### Action item
Each line with the word "round" must appear in the answer, copied from the records.

* * *

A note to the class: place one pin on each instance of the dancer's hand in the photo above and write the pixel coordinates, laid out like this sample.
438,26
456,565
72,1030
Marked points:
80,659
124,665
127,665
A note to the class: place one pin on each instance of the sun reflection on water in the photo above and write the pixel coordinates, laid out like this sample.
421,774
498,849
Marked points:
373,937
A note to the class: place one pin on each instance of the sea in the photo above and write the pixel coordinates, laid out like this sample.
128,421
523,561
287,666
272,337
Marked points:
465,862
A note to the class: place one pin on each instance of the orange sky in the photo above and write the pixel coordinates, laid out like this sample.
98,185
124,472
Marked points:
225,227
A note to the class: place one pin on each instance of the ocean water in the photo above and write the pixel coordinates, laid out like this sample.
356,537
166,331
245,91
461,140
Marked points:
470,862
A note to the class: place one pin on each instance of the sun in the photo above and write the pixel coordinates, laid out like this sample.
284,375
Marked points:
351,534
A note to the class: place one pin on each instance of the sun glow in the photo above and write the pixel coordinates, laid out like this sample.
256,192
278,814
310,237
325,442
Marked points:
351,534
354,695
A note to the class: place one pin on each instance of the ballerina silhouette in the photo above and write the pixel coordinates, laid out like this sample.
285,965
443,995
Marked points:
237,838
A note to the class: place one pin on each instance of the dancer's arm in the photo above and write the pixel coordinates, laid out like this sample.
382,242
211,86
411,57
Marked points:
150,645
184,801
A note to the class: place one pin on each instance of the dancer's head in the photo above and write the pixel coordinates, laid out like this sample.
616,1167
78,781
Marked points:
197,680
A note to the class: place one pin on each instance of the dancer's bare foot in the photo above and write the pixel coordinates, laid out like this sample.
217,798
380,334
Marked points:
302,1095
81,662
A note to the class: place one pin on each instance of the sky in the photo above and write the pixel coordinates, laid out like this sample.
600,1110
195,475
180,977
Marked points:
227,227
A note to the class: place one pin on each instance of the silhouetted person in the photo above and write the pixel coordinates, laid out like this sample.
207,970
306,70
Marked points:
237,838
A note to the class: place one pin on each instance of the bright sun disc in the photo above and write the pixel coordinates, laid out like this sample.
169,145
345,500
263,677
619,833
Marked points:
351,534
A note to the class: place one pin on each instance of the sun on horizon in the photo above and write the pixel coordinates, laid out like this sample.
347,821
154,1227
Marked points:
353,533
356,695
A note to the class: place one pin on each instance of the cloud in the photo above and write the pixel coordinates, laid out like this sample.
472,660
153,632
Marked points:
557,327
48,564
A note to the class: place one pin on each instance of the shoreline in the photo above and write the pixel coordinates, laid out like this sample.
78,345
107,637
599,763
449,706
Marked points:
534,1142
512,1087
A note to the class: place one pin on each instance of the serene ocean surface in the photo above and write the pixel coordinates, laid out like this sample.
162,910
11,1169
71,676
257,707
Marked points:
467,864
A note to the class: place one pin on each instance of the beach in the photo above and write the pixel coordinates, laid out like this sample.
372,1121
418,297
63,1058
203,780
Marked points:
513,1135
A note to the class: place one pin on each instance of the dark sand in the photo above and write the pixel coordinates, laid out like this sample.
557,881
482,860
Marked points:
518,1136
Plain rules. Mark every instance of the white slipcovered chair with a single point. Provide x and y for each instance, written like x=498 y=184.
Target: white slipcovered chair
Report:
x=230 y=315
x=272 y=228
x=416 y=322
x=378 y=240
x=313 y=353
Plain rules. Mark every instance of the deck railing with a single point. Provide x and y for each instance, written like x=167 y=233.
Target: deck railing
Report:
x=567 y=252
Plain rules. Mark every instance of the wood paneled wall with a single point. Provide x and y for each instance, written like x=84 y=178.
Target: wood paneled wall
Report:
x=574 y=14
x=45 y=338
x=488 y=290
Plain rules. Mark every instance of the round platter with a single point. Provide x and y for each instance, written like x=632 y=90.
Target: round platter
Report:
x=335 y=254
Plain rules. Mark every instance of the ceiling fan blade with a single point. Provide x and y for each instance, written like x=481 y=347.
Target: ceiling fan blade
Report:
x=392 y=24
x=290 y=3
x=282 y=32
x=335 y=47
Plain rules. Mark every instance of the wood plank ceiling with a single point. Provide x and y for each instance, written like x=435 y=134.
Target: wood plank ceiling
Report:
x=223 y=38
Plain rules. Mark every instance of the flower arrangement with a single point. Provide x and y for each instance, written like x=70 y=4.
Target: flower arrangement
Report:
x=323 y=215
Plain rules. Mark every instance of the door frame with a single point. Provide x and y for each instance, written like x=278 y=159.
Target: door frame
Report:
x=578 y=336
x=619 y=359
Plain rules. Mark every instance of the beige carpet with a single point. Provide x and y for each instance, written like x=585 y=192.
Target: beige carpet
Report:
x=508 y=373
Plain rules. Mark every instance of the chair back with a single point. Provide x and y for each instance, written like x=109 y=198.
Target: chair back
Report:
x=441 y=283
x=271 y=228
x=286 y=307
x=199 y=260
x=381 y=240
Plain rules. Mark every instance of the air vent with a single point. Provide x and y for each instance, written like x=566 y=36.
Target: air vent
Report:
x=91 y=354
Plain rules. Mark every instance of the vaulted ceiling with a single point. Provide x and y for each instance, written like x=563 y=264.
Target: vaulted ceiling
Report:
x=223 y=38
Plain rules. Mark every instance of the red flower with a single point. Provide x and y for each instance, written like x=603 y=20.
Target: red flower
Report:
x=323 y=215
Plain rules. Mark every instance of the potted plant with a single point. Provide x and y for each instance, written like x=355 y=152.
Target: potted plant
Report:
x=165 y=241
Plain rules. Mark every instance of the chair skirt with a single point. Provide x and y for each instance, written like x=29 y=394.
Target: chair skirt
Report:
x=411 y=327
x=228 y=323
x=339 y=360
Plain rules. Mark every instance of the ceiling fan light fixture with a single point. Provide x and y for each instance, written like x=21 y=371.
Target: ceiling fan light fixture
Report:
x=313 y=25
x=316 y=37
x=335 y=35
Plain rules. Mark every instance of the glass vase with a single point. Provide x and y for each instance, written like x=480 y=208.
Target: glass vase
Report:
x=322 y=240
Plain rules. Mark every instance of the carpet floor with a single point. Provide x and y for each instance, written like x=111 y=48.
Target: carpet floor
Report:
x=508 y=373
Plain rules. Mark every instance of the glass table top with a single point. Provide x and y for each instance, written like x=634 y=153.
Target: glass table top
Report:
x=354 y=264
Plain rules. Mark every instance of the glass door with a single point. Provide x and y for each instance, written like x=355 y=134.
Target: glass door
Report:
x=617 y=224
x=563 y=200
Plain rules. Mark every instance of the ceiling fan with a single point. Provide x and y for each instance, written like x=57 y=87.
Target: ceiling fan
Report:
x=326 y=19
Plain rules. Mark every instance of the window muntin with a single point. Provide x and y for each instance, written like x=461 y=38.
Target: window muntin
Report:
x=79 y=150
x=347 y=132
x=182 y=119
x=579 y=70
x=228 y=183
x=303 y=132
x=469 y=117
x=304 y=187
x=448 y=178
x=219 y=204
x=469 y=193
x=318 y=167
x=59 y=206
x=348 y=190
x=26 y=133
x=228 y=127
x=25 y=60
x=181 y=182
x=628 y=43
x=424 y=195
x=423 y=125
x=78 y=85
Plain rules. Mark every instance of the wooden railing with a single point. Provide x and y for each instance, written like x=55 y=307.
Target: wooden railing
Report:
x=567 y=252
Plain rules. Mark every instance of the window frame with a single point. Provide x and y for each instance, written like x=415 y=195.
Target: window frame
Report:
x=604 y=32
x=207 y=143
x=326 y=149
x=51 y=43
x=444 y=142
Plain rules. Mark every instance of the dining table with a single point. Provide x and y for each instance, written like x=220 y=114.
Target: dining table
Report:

* * *

### Expected output
Plain rules. Mark every instance of the round platter with a single point. Provide x and y for each instance, written like x=632 y=90.
Target: round platter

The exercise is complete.